• DESCRIPTION OF THE TASK: Can you reproduce the data word for word from the line containing "Give each target" through the line containing "box: [266, 62, 305, 82]", including both of those lines?

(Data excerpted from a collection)

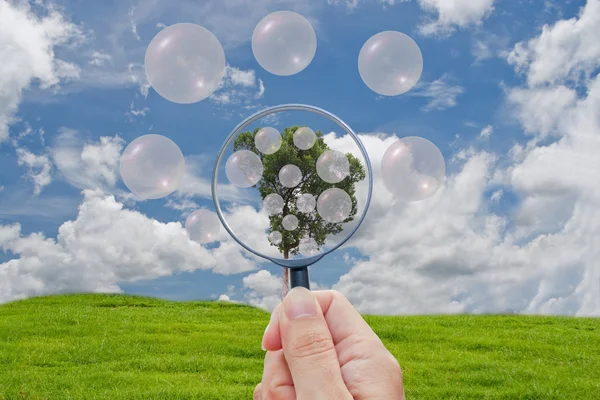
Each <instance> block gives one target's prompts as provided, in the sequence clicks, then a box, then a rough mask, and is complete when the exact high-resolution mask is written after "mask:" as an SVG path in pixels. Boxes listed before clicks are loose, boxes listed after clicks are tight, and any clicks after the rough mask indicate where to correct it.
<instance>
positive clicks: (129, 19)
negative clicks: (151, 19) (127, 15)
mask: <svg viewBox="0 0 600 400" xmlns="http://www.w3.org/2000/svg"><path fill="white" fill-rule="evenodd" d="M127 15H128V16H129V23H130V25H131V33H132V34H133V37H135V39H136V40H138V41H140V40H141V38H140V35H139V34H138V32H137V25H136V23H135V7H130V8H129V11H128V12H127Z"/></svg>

--

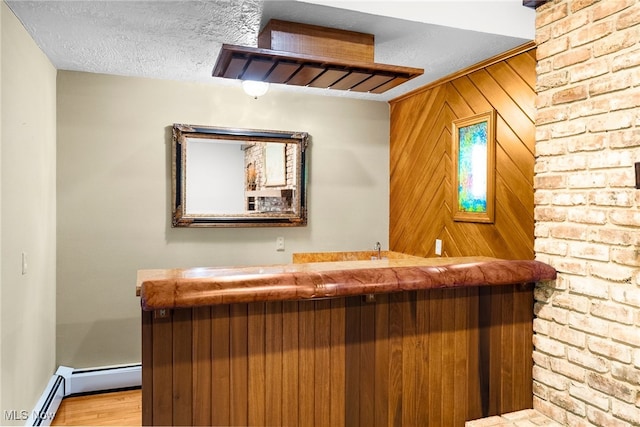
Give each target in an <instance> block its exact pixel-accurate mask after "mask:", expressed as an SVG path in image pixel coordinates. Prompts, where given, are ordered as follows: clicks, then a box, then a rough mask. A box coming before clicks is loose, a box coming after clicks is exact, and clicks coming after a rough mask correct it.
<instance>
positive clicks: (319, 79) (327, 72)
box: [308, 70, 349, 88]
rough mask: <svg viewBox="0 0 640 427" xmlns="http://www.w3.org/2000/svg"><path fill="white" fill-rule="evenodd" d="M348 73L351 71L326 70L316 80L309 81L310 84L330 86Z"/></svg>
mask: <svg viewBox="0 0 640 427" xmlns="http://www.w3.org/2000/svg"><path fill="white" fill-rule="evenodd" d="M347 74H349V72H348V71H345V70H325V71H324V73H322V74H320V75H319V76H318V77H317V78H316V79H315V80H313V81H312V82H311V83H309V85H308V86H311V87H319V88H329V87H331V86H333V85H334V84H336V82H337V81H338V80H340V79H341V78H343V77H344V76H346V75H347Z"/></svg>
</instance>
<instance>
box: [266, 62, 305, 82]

...

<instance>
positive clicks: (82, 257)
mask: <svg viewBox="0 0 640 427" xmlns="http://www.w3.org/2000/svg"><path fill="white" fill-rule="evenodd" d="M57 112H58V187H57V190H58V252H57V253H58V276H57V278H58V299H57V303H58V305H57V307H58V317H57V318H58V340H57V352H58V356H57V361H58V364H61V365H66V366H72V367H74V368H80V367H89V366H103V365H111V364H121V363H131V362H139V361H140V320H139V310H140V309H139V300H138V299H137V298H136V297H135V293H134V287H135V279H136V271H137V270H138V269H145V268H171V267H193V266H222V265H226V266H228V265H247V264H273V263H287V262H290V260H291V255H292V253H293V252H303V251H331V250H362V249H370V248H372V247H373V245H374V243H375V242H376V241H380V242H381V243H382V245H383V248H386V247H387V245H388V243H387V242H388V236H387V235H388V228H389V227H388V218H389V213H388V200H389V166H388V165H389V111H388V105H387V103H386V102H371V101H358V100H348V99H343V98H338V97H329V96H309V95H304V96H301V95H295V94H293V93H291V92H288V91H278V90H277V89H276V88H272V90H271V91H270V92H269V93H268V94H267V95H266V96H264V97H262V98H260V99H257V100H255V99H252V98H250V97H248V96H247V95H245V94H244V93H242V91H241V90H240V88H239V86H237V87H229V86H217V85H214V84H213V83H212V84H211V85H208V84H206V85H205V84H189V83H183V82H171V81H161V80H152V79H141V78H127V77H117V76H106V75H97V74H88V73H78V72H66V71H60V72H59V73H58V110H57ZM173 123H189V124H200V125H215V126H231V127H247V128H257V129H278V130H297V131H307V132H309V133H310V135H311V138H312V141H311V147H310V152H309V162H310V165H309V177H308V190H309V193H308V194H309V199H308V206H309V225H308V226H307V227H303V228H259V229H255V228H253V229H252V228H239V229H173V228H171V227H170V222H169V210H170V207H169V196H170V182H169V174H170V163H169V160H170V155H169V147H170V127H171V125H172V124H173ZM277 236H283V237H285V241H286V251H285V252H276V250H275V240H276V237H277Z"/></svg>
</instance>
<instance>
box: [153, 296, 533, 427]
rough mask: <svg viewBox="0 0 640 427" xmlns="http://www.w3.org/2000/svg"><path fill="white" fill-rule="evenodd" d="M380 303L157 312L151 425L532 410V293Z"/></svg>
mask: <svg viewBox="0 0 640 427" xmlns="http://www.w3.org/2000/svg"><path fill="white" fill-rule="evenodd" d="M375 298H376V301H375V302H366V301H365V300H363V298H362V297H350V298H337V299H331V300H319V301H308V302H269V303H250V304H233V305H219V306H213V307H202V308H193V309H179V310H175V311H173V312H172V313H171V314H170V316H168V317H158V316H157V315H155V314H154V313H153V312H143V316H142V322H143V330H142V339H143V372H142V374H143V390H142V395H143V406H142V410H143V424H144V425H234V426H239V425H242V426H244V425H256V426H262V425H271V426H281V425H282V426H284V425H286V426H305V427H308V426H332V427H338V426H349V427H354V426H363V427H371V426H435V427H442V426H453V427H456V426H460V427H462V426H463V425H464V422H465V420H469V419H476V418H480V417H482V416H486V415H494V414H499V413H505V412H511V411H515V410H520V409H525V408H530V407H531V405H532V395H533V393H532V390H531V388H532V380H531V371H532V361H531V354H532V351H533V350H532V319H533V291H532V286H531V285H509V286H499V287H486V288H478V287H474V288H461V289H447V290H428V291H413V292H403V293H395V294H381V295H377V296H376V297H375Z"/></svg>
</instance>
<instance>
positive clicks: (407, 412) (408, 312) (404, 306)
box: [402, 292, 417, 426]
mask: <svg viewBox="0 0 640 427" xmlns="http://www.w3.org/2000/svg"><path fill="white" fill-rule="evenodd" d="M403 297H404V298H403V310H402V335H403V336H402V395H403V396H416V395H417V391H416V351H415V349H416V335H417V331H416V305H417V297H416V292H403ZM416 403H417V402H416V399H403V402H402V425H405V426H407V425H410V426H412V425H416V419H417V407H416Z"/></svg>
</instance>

• ANSWER SECTION:
Give each target in an <instance> block its exact pixel-accurate mask after "mask:", expressed as an SVG path in image pixel coordinates. Prompts, where given, are ordered as follows: clicks, then a box, then a rough mask. A box coming before clicks is loose, a box coming after clicks is exact, and clicks coming after a rough mask correct it.
<instance>
positive clicks: (319, 79) (327, 72)
box: [308, 70, 349, 88]
rough mask: <svg viewBox="0 0 640 427" xmlns="http://www.w3.org/2000/svg"><path fill="white" fill-rule="evenodd" d="M348 73L351 71L326 70L316 80L309 81L310 84L330 86Z"/></svg>
mask: <svg viewBox="0 0 640 427" xmlns="http://www.w3.org/2000/svg"><path fill="white" fill-rule="evenodd" d="M347 74H349V72H348V71H345V70H325V71H324V73H322V74H320V75H319V76H318V77H317V78H316V79H315V80H313V81H312V82H311V83H309V85H308V86H311V87H319V88H329V87H331V86H333V85H334V84H336V82H337V81H338V80H340V79H341V78H343V77H344V76H346V75H347Z"/></svg>
</instance>
<instance>
box: [266, 62, 305, 82]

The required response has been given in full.